Assignment: A complete answer lists every line of the entries below where the string "beige" appears.

::: Extracted material :::

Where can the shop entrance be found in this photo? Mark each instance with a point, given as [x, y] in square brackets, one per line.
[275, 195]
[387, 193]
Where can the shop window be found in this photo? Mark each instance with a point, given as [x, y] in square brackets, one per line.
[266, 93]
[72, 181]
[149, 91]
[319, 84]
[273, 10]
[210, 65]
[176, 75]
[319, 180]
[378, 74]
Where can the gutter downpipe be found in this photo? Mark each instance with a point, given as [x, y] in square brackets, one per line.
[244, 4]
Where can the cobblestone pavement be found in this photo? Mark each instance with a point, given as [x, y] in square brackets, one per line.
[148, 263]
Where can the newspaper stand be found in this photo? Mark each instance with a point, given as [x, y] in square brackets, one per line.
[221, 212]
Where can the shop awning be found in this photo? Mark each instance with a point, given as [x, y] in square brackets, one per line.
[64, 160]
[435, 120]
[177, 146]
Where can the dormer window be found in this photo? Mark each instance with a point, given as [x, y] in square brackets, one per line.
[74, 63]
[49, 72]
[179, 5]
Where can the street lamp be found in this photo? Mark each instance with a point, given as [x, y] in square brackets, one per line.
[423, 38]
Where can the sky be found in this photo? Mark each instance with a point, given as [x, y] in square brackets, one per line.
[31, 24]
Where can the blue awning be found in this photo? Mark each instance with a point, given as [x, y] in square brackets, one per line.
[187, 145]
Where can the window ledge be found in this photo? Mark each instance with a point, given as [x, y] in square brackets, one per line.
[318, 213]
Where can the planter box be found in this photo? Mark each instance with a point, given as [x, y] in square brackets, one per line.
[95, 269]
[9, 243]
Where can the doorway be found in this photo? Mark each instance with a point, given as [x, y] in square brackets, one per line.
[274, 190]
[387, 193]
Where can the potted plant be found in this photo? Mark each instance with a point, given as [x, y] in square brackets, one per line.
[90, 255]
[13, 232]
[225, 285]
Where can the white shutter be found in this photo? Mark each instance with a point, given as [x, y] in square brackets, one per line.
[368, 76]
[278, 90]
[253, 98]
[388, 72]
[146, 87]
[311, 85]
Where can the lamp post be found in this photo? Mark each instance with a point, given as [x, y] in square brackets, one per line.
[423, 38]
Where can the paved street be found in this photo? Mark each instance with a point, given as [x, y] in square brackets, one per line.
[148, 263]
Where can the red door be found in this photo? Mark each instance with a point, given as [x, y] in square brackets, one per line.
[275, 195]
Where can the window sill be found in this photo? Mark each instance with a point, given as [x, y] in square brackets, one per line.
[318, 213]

:::
::: Extracted material :::

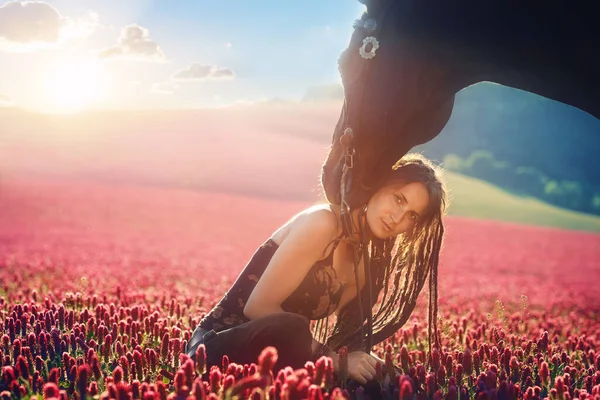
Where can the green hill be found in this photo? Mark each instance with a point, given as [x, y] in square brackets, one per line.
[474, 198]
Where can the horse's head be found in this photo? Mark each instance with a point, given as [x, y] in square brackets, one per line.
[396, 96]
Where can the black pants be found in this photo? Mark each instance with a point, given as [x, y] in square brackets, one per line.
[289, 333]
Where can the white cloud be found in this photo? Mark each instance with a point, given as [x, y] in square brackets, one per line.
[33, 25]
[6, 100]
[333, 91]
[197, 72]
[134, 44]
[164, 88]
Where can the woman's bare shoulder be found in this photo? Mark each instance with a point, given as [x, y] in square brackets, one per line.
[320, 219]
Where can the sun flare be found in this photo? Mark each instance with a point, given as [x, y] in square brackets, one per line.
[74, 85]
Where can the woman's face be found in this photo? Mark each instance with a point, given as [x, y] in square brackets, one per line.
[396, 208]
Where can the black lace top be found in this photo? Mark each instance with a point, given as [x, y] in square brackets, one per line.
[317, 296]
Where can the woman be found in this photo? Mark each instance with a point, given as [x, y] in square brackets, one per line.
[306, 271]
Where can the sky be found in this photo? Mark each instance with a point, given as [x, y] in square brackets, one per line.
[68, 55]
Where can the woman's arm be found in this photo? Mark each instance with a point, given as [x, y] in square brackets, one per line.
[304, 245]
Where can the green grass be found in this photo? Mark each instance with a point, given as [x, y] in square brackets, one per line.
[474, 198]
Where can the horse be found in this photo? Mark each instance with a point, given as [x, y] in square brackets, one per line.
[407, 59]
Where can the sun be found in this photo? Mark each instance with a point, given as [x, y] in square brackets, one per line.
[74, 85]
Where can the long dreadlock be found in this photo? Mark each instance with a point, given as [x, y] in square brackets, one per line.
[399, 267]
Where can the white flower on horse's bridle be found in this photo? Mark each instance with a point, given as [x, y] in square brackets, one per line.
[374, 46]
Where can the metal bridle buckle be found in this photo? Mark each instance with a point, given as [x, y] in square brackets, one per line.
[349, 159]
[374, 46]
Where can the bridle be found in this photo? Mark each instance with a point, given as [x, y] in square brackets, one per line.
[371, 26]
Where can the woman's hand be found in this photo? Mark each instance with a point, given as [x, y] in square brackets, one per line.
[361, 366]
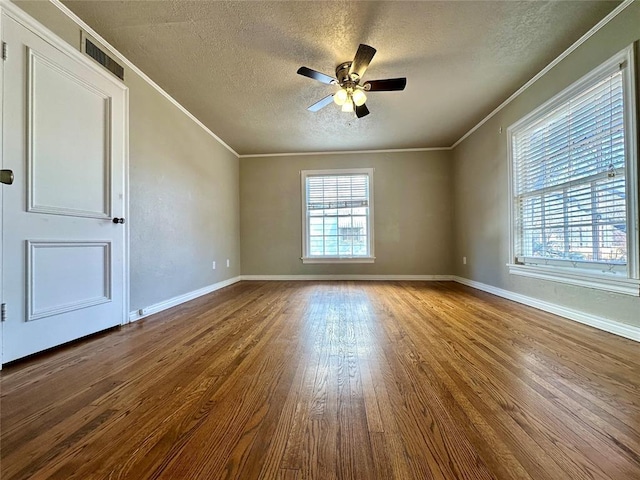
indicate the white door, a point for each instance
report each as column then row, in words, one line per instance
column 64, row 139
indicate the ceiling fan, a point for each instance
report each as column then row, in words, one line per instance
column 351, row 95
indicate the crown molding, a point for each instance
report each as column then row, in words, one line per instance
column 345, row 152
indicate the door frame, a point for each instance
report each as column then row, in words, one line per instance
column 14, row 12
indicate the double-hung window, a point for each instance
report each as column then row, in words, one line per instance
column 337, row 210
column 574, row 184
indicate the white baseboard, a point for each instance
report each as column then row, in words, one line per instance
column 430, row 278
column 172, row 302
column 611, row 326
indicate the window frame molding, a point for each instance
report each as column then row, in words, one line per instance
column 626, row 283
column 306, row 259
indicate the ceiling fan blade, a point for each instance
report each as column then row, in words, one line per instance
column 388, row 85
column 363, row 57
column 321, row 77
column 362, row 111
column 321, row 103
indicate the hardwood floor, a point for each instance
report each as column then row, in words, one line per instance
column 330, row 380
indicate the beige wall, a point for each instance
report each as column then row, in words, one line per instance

:::
::: Extracted material :::

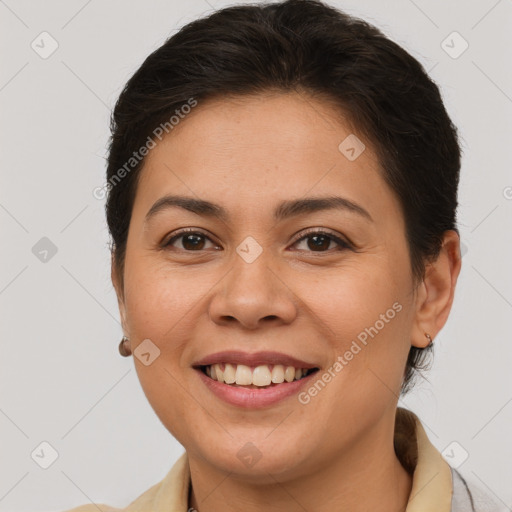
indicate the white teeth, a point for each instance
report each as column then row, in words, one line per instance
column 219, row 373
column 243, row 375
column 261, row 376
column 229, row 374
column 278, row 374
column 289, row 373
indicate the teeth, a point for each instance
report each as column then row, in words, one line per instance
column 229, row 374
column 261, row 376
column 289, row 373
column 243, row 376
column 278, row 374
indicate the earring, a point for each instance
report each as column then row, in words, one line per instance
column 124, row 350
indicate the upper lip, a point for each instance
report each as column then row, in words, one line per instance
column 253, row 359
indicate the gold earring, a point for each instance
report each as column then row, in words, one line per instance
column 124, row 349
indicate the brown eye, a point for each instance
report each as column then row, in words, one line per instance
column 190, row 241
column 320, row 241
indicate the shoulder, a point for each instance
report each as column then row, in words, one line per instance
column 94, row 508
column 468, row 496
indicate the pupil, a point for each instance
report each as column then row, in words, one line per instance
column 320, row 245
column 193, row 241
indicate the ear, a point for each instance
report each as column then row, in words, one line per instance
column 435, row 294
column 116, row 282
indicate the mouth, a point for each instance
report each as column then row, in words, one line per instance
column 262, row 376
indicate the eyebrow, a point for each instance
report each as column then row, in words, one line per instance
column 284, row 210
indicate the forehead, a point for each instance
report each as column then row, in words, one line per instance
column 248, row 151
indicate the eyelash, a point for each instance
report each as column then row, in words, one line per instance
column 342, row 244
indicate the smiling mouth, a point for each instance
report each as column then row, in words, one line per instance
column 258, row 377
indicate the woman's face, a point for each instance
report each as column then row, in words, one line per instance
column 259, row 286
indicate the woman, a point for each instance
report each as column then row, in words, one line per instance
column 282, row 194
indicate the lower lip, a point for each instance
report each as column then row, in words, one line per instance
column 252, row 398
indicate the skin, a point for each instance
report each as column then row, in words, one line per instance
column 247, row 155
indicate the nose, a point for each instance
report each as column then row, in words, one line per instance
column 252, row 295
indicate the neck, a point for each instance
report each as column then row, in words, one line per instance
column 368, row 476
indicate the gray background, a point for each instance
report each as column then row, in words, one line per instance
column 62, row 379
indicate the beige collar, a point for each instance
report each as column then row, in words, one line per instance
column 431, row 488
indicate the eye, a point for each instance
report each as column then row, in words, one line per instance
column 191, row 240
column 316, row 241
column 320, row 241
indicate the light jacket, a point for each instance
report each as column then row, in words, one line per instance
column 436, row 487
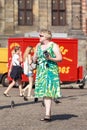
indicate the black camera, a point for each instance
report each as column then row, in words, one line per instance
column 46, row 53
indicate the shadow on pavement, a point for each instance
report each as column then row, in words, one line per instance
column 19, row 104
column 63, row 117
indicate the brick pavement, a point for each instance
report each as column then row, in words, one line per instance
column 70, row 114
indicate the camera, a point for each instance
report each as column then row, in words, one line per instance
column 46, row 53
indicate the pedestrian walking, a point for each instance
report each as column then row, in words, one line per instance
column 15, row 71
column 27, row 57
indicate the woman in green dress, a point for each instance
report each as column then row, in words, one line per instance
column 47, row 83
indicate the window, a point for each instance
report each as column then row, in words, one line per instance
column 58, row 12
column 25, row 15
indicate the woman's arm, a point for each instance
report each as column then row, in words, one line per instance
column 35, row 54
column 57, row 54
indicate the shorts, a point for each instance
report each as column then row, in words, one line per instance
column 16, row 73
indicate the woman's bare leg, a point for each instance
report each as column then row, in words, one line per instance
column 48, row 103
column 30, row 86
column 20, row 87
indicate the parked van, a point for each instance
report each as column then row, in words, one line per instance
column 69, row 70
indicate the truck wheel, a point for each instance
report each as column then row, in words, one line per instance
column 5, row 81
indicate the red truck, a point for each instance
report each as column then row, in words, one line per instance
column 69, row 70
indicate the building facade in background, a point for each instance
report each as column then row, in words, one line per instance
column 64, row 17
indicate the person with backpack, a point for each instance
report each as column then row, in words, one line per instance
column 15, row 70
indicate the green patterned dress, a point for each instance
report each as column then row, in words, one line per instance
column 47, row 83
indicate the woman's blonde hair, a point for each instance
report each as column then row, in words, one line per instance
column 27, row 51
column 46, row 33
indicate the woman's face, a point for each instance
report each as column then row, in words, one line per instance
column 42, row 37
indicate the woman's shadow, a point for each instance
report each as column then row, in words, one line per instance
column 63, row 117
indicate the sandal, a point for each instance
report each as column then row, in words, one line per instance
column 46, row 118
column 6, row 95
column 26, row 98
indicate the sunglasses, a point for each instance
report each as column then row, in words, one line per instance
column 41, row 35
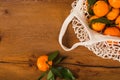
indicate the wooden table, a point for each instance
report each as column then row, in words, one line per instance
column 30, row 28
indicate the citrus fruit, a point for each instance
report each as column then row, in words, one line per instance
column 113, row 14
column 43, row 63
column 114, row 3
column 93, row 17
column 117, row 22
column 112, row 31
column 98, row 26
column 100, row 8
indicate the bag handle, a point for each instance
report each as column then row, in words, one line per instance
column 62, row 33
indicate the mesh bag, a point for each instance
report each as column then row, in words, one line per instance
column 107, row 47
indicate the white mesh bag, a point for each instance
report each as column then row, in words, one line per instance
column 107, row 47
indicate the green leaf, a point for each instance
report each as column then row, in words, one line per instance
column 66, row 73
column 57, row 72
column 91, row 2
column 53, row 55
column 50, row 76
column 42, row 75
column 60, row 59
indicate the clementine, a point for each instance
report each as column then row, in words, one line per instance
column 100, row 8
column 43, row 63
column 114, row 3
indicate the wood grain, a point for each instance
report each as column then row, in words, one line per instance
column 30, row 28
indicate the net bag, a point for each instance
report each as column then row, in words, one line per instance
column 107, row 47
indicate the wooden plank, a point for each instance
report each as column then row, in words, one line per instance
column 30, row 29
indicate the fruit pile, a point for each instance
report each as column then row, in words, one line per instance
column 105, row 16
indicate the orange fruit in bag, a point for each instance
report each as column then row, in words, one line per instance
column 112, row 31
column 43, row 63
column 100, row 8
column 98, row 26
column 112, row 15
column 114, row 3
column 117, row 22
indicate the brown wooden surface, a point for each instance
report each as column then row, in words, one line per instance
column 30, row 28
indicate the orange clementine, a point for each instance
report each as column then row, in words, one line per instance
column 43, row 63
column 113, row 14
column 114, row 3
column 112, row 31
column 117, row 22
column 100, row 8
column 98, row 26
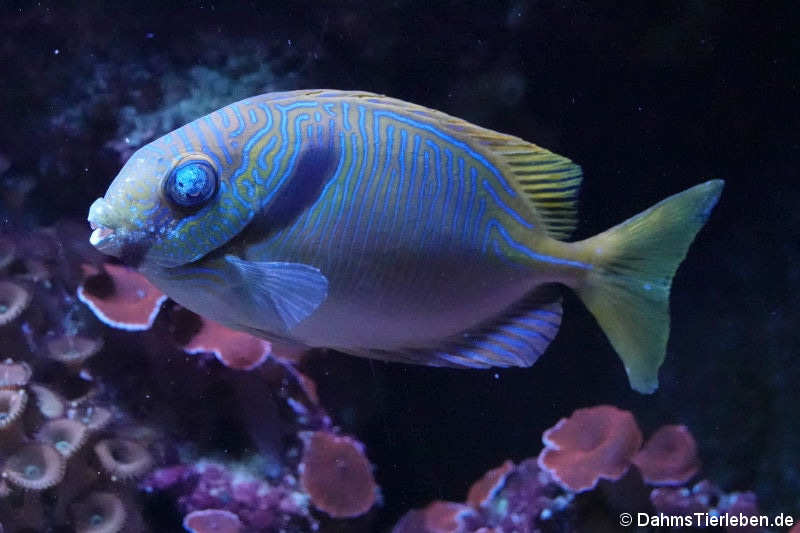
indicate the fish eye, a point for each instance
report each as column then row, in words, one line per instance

:::

Task answer:
indicate the beige wall, a point for each instance
indicate the beige collar, a point for each instance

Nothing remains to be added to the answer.